◆ Task requirements ◆
Nothing but the pictures may be left out. Restate the rest of the entries word for word.
[Supplied material — start]
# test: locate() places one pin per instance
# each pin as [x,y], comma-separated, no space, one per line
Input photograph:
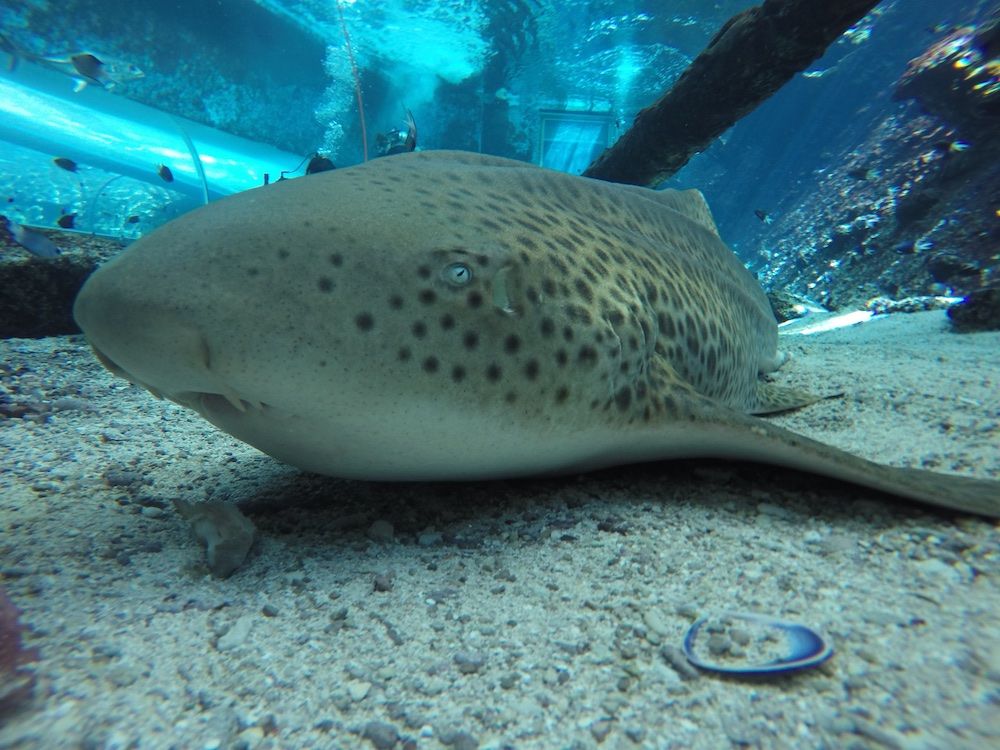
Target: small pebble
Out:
[381,734]
[381,531]
[430,538]
[469,663]
[236,635]
[358,690]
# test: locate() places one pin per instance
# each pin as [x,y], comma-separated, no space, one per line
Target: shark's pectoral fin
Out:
[771,398]
[739,436]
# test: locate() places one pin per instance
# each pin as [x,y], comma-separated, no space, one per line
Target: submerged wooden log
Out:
[750,58]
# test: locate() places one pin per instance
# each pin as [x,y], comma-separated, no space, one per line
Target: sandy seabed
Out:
[522,614]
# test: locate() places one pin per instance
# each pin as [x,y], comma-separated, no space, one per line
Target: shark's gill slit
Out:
[501,296]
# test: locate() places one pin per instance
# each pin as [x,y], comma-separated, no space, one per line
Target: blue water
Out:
[483,76]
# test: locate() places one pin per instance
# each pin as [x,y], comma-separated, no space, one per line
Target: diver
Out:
[396,141]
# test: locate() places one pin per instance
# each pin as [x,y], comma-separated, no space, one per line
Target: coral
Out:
[16,683]
[226,533]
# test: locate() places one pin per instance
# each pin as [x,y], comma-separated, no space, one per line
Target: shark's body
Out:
[445,315]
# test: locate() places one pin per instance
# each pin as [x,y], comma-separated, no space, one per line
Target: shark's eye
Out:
[457,274]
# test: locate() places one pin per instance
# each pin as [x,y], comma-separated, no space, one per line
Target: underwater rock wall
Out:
[915,209]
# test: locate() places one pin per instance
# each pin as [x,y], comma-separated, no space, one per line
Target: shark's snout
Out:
[149,343]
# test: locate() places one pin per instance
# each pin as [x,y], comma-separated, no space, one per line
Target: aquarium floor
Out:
[527,614]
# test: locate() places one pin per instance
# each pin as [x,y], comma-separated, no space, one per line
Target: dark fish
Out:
[34,242]
[912,247]
[63,163]
[948,148]
[411,132]
[319,164]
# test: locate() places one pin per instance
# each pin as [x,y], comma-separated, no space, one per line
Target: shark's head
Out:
[386,315]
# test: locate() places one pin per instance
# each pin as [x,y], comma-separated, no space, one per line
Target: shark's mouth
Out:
[225,403]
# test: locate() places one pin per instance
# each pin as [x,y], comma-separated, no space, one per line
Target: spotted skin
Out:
[446,315]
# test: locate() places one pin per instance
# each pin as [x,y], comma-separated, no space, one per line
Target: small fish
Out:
[411,132]
[948,148]
[863,173]
[63,163]
[34,242]
[87,68]
[912,247]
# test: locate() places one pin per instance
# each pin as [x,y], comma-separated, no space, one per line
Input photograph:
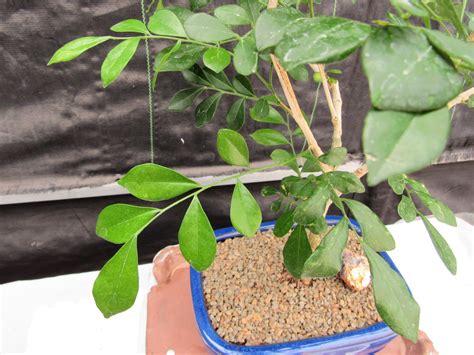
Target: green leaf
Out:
[243,85]
[309,210]
[405,73]
[198,4]
[337,200]
[311,164]
[399,142]
[297,249]
[345,182]
[412,7]
[216,59]
[319,226]
[320,39]
[232,15]
[288,181]
[246,56]
[268,190]
[268,136]
[236,116]
[374,232]
[397,183]
[460,52]
[119,223]
[272,25]
[471,21]
[180,59]
[219,80]
[326,260]
[206,28]
[181,13]
[284,223]
[276,205]
[196,237]
[162,58]
[117,59]
[406,209]
[232,147]
[393,300]
[336,156]
[252,7]
[281,156]
[245,213]
[206,110]
[165,22]
[417,186]
[442,247]
[131,25]
[446,10]
[153,182]
[299,73]
[441,212]
[116,287]
[195,75]
[303,188]
[75,48]
[184,98]
[260,109]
[Supplied material — finish]
◆ Exercise solution ◆
# test: locate() places one pin per instance
# each pin as [x,y], comma-separated, no space, one per line
Input photograph:
Target: small pebble
Out:
[381,734]
[381,531]
[430,538]
[469,663]
[236,635]
[358,690]
# test: locate() places one pin per instance
# each pin as [x,y], comma-separated, no space, one per line
Target: shark's pectoral fin
Out:
[771,398]
[739,436]
# test: locate() places one pin per instance
# each pin as [x,y], comma-separated, no space, one per line
Target: submerged wooden log
Out:
[750,58]
# test: locate() places one pin per instance
# each pin as [x,y], comma-separated, no space, one per line
Target: sandy seabed
Out:
[522,614]
# test: locate() places one pin per instance
# each pin as [x,y], comma-separated, no space, one per line
Target: shark's gill slit
Out:
[501,296]
# test: locate() places one pin per instance
# each pin as [x,y], comma-separated, no space, one per line
Target: blue water
Out:
[483,76]
# test: locate() places one pin per instance
# each pin as [x,y], comma-separated, no space, one per line
Target: diver
Out:
[396,141]
# test: locate() places one pin per instance
# each pin as [x,y], comma-separated, no space, one per line
Target: coral
Out:
[16,683]
[226,533]
# test: locate() places one pin per instance
# each pin as [x,y], comma-separated, no space, one per line
Target: shark's body
Out:
[445,315]
# test: locate() places one pin per instance
# each pin as [x,y], comma-separated, no space, one per line
Target: shark's eye
Out:
[457,274]
# test: locate() places one pin per instance
# each pin as [x,y], comma-separated, no space, one per line
Target: underwater rock wall
Out:
[915,209]
# test: locate() places one pin per instance
# each pin as [x,y], comma-separated, no space, one per line
Target: shark's snout
Out:
[149,343]
# test: locate() places one pin per instance
# each pin as [x,y], comma-separated, no space, one per line
Target: aquarium floor
Out:
[527,614]
# test: locate() places one pin per instance
# each pin as [x,y], comma-separated, no space, one per line
Target: dark fish
Out:
[34,242]
[912,247]
[63,163]
[948,148]
[411,132]
[319,164]
# test: locate() places one pin per instance
# each pin as [x,y], comma-separated, no space, one per line
Target: shark's head
Out:
[386,315]
# test: locate() places one pin per instance
# each pin as [x,y], comma-separated, no space, one per line
Target: shark's mouth
Out:
[225,403]
# test: locate() places one pin per instance
# each pin as [x,y], comma-separated, no space, one per line
Target: spotted skin
Out:
[446,315]
# test: locate() places one pin per instance
# each pin as [x,y], comma-separated, no space, one per line
Target: small fish
Out:
[411,132]
[948,148]
[863,173]
[63,163]
[34,242]
[87,68]
[912,247]
# test: locate() places one pin per instance
# each pin as [x,y], comma-separated, no space, one per line
Input photograph:
Target: green leaf
Out:
[243,85]
[309,210]
[405,73]
[198,4]
[337,200]
[311,164]
[399,142]
[297,249]
[345,182]
[412,7]
[216,59]
[319,226]
[320,39]
[232,15]
[288,181]
[246,56]
[268,190]
[268,136]
[236,116]
[374,232]
[397,183]
[460,52]
[119,223]
[272,25]
[471,21]
[180,59]
[219,80]
[326,260]
[206,28]
[181,13]
[284,223]
[276,205]
[196,237]
[162,58]
[117,59]
[406,209]
[232,147]
[393,300]
[336,156]
[252,7]
[281,156]
[245,213]
[206,110]
[165,22]
[417,186]
[442,247]
[131,25]
[446,10]
[153,182]
[299,73]
[441,212]
[116,287]
[195,75]
[303,188]
[75,48]
[184,98]
[260,109]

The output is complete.